# Page excerpt:
++++

You are expecting me to go on about how superior our home produced eggs are to the crap ones you get from supermarkets produced by battery hens. You are right to a degree, the eggs are very good, but the eggs I buy from a supermarket have a use by date on, produced by hens that have all their vaccinations and who don’t compete with crows or plague carrying migratory birds for food.
For all their deliciousness, before I pop my poached or scrambled egg into my mouth a pang of anxiety is triggered. Will this be my last? Will I contract some extraordinary illness from our semi-wild hens. Should I have cooked them a little longer.
I advise you not to google chicken diseases and illnesses – e coli, salmonella, bird flu, the list of things that are potentially resident in your flock doesn’t bear thinking about. My children come bounding back into the house having spent an hour communing with our hens covered in chicken shit. While I insist they wash their hands, I know both my children have their hands nearly permanently in their mouths and god knows what lives under their fingernails.
Wuhan had bats – we have chickens. In my mind it is only a matter of time until some pathogen makes the leap from our hens to us.

++++

# Data excerpt:
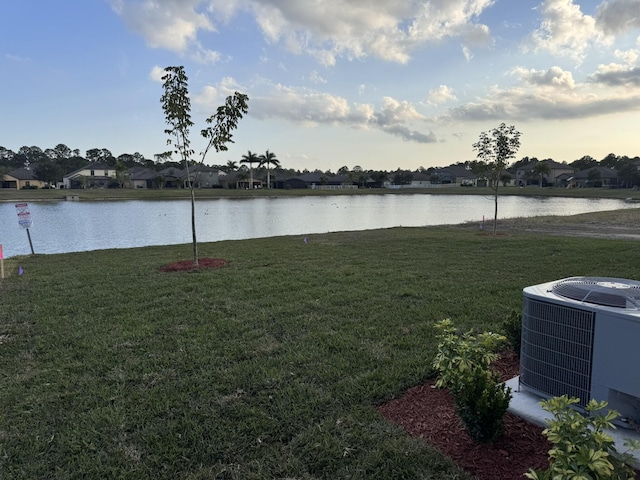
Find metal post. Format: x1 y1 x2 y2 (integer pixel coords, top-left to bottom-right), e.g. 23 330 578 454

++++

# Exercise:
Carry on the piece about backyard hens and the fear of catching illness from them, picking up after its last sentence in the same voice.

# Result of this exercise:
This was brought to my mind again recently as Basil has developed an unusual issue with her neck. I am struggling to describe it, it’s as if her head if falling off, or trying to twist itself off with the net effect that her head is at times nearly 180 degrees around the wrong way. Clearly resorting to the authority that is Google, I’ve identified this as “skygazing” and the list of causes range from injury to future Wuhan.

A couple of weeks have passed and we have tried massaging her crop, giving her some vitamins, putting her in the cage in the house (equivalent of a chicken spa day), none of which seems to have any effect. Luckily the other birds seem fine, so I feel that rules out any contagion.
Apart from the independent movement of body and head, Basil seems fine and shows no other issues apart from not being able to climb up to her perch. I am now required to tuck her in at night, gently placing her on the perch while she gazes up at me with her weirdly angled head. I wash my hands even more thoroughly, just in case.